[TEXTE D'ÉTUDE]:
#####

SIERRA LEONE: Le trafic des gamins, responsable des enfants de la rue

FREETOWN, 13 juin (IPS) – Dans un coin de rue au centre de Freetown, la capitale de la Sierra Leone, Kaita, 12 ans, est assis avec un ami sur une balustrade en acier en train de regarder les phares des motos qui se croisent à travers les rues quelque peu calmes.

Il est minuit passé, et des formes humaines immobiles sont couchées recroquevillées devant des portails de maisons ou allongées sur des trottoirs à côté. Pour Kaita, ces rues constituent son domicile, et le sont depuis près de six ans.

Kaita est l'un des milliers d’enfants sierra-léonais qui ont fini par se retrouver sans domicile après avoir été offerts par leurs parents sur de fausses promesses d'éducation.

Joice Kamara est la directrice adjointe des affaires de l'enfance au ministère du Bien-être social, des Affaires de Genre et de l'Enfance – jusqu'en 2012, elle était le point focal pour la commission gouvernementale de lutte contre le trafic.

“Certains d'entre eux (les trafiquants d'enfants) sont des parents, certains sont des étrangers, certains sont des amis – ils vont dans les villages et demandent aux gens de leur donner leurs enfants. Ils promettent de leur offrir la meilleure éducation dans la ville”, explique-t-elle à IPS.

En dépit des progrès significatifs réalisés depuis la fin de 11 ans de guerre civile en 2002, cette nation d'Afrique de l'ouest demeure l'un des pays les moins développés au monde, avec beaucoup de familles rurales simplement incapables de bien prendre soin et d'éduquer tous leurs enfants.

“Malheureusement, quand ces enfants sont amenés dans les villes, au lieu que (les trafiquants d'enfants) tiennent leur promesse de les éduquer… ils les engagent dans le travail des enfants, certains sont utilisés comme esclaves sexuelles, certains sont même utilisés pour des rituels”, indique Kamara.

#####

[Entrées de données collectées]
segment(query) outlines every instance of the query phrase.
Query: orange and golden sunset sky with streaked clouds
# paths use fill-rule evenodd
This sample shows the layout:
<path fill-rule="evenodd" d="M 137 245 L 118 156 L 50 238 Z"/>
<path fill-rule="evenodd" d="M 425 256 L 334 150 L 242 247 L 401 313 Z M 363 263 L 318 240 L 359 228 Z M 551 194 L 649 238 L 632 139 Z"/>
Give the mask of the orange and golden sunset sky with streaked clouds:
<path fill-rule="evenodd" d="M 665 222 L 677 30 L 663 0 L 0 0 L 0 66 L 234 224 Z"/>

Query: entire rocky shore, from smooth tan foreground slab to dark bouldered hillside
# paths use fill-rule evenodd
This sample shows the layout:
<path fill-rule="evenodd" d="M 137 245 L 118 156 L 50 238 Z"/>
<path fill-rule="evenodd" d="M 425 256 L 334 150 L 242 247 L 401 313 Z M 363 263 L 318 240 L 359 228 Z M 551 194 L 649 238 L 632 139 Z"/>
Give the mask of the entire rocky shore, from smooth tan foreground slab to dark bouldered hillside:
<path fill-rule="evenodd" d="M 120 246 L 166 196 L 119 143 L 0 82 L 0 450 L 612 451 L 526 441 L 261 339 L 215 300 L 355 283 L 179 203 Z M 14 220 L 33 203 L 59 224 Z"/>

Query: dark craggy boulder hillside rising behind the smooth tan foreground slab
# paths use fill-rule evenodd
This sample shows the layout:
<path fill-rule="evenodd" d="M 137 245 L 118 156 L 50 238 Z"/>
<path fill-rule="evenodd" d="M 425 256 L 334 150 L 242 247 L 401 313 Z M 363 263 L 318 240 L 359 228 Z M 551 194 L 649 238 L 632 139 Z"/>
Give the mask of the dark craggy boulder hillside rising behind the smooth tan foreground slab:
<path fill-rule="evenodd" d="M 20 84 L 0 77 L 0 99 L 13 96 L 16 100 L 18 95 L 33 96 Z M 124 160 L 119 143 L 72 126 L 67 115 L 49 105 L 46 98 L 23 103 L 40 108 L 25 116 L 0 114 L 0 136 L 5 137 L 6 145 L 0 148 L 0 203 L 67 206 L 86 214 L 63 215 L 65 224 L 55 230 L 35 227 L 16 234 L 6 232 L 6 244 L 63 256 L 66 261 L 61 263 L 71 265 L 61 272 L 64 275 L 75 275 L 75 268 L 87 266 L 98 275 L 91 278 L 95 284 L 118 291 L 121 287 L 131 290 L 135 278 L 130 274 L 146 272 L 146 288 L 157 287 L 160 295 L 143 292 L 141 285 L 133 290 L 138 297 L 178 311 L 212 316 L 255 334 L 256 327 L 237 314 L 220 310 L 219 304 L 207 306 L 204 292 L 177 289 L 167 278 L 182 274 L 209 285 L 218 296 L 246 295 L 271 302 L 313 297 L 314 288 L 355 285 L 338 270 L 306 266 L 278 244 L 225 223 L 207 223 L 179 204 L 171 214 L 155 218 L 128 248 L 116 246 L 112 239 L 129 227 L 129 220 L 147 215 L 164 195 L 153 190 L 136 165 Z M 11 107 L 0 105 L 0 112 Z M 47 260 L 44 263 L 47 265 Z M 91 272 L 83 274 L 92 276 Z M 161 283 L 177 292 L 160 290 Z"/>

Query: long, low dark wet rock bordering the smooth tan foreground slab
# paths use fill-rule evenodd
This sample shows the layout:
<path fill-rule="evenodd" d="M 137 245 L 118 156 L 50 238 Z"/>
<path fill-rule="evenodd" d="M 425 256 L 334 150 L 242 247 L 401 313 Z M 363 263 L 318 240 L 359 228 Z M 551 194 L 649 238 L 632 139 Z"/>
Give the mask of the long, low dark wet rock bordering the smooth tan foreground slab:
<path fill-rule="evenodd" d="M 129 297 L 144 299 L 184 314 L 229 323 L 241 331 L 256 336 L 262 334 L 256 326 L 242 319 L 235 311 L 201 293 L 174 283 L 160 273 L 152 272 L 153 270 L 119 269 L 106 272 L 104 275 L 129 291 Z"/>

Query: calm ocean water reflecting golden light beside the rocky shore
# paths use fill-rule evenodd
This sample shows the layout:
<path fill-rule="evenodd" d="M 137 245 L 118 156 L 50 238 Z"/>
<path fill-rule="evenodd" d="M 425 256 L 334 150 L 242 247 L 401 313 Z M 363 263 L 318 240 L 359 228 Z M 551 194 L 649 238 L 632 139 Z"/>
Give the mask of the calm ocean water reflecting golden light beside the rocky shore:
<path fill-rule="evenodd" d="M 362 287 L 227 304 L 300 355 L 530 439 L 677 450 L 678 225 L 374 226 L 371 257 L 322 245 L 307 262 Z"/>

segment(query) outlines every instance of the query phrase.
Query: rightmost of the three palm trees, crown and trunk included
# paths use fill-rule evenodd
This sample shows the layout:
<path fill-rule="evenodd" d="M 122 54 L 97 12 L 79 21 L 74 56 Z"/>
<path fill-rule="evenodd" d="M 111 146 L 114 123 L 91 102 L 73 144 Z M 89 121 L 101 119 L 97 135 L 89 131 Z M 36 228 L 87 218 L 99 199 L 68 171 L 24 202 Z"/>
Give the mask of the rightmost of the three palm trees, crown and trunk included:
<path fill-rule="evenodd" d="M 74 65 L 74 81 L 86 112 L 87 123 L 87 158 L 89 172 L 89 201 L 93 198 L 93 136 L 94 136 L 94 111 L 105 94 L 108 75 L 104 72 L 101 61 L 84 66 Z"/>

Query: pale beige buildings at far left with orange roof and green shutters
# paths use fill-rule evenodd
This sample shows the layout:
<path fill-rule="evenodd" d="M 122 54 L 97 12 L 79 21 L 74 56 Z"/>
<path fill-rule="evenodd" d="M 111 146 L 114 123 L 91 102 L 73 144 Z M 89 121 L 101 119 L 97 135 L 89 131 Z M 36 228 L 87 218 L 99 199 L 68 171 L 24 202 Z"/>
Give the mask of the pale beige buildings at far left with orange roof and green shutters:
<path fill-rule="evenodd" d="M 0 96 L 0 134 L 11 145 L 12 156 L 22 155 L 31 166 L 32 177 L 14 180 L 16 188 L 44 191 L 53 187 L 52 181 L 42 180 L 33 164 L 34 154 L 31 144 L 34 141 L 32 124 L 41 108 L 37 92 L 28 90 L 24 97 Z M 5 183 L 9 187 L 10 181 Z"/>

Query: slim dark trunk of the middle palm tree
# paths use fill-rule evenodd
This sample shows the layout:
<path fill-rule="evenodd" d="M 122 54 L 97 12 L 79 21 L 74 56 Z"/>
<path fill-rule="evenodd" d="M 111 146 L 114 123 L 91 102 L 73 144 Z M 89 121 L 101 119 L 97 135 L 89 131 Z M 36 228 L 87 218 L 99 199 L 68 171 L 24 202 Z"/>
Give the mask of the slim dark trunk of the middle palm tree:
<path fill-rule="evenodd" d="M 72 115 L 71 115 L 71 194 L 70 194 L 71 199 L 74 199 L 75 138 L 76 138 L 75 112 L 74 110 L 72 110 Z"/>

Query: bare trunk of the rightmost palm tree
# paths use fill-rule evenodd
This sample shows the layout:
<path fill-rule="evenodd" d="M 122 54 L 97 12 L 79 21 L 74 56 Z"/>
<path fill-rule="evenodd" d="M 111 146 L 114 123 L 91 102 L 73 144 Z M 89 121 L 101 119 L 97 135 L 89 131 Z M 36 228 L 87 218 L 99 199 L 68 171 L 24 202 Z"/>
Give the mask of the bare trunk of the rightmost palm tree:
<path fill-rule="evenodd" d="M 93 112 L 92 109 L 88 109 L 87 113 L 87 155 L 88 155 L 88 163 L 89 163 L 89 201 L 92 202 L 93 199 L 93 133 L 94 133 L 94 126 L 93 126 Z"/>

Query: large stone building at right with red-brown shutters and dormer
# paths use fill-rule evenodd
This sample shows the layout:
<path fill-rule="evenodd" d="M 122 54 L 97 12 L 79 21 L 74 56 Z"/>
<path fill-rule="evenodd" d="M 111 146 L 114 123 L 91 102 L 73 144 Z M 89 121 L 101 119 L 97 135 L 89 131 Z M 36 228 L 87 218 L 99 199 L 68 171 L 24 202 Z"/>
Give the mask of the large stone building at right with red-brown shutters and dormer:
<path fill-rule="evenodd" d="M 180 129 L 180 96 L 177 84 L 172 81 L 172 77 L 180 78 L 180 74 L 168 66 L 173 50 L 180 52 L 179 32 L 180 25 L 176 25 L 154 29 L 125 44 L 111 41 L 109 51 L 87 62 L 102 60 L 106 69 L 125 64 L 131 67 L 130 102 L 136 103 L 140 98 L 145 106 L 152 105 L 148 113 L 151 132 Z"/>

#####

[CONSIGNE DE TRAVAIL]: Recopiez le passage de l'article sur le trafic d'enfants en Sierra Leone qui commence par "Kaita est l'un" et se poursuit jusqu'à "fausses promesses d'éducation.", en remplaçant "fausses promesses" par "promesses trompeuses".

[RÉPONSE ATTENDUE]:
Kaita est l'un des milliers d’enfants sierra-léonais qui ont fini par se retrouver sans domicile après avoir été offerts par leurs parents sur de promesses trompeuses d'éducation.